--- start Records for the exercise ---
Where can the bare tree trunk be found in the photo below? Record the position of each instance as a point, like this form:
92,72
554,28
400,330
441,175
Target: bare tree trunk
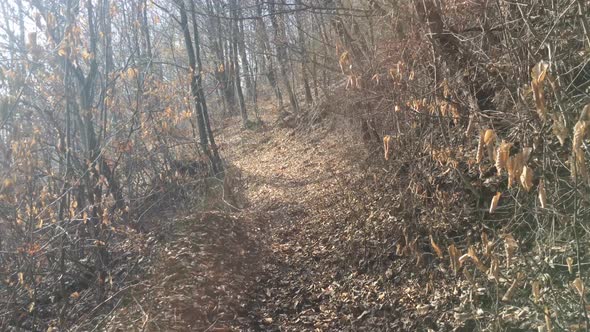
195,85
280,38
236,64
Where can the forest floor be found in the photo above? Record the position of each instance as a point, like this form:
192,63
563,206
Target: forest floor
289,260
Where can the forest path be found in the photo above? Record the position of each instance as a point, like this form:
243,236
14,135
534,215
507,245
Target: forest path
293,258
295,183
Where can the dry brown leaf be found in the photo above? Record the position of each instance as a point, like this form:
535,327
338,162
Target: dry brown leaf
510,292
386,145
436,248
570,265
480,147
494,270
548,325
559,129
489,137
486,244
538,74
510,246
526,178
542,194
585,115
454,258
536,285
495,201
502,156
580,130
578,285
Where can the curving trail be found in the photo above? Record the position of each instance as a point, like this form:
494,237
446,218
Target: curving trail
294,258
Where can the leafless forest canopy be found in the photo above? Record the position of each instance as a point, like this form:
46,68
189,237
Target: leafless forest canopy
329,164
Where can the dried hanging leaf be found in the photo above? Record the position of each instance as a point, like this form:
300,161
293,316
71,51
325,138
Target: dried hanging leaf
486,244
343,61
585,115
494,270
489,137
548,325
580,130
386,142
536,285
559,129
436,248
468,276
510,292
578,285
538,74
526,178
454,258
542,194
526,154
490,141
502,155
570,265
480,147
495,201
469,126
510,246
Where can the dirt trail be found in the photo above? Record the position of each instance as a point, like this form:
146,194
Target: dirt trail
292,259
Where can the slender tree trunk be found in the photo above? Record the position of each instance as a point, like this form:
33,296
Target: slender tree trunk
304,78
236,64
280,39
195,87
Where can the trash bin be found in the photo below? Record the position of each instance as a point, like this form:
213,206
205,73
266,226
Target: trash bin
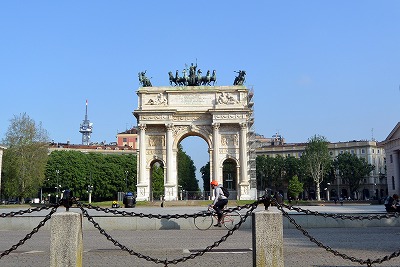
129,200
115,204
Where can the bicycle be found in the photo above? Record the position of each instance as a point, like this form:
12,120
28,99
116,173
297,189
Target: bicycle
229,219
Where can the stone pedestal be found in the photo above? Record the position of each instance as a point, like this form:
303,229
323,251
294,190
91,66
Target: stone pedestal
66,240
267,239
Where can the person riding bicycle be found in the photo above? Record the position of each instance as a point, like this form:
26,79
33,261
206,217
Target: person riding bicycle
220,201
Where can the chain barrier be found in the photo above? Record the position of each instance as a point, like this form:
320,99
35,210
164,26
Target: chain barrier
34,231
166,262
342,216
367,262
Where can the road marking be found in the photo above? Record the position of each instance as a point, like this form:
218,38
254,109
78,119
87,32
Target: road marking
221,250
33,251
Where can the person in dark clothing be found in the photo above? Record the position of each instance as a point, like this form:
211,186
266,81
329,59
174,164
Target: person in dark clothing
220,201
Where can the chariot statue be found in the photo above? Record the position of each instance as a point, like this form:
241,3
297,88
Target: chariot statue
144,81
240,79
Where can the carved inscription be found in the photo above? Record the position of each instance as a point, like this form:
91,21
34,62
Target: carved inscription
192,99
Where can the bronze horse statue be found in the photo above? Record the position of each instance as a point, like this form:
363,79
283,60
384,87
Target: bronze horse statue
240,79
144,80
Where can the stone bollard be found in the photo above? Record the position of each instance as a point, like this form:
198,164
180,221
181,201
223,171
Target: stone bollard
66,247
267,239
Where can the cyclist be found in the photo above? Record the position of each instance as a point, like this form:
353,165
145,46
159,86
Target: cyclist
220,201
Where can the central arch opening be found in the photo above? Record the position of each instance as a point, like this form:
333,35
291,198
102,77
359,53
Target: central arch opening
197,149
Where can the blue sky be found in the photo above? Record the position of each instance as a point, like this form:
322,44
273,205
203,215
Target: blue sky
317,67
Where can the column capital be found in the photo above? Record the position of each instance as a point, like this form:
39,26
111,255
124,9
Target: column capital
216,125
169,126
142,126
243,125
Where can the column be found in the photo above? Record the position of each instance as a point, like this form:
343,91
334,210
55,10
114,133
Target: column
169,153
396,173
216,140
142,154
243,154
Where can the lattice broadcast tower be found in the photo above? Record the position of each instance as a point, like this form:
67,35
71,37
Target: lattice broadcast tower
86,129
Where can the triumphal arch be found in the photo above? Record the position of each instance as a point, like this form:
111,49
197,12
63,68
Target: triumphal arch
220,115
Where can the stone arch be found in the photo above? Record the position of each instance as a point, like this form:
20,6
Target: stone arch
197,133
155,194
193,111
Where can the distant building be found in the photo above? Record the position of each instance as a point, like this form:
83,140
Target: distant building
392,147
128,138
86,129
373,186
2,148
92,148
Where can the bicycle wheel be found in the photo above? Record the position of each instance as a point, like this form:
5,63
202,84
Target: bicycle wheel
203,222
231,219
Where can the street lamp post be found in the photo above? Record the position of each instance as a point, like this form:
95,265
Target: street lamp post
57,188
126,181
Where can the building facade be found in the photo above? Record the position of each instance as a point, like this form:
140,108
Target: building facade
2,148
128,138
392,147
93,148
375,186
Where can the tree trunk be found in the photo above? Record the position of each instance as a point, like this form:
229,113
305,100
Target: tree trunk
318,192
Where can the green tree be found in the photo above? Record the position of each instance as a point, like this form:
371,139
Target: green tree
186,171
317,160
295,187
205,175
26,156
352,169
108,174
157,184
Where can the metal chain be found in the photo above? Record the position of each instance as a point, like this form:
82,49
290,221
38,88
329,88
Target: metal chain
161,216
166,262
367,262
34,231
343,217
22,212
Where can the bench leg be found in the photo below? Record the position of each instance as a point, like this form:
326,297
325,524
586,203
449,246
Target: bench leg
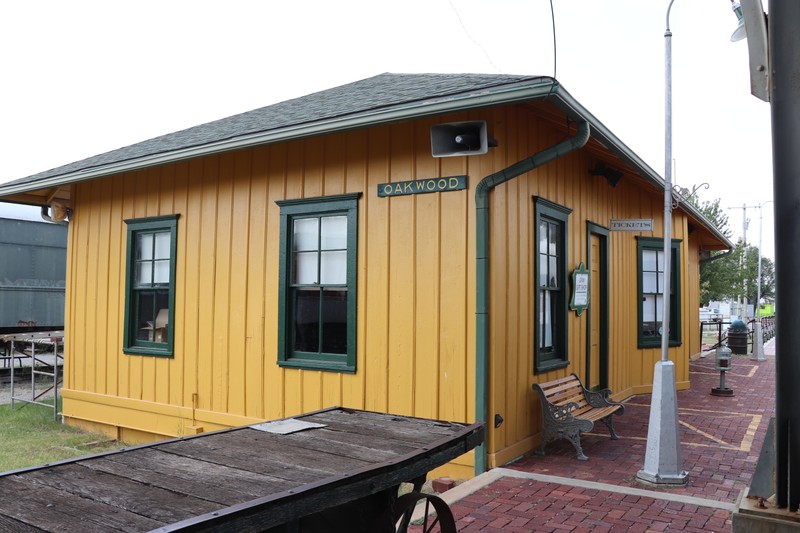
--- end Records for the exercise ---
Direction - Identify every line in the entries above that contains the word "clothing", and copy each one out.

Result for this exercise -
Where can the person in dark clothing be found in the photo above? Record the position of each instance as a point, like this form:
Target: person in dark clothing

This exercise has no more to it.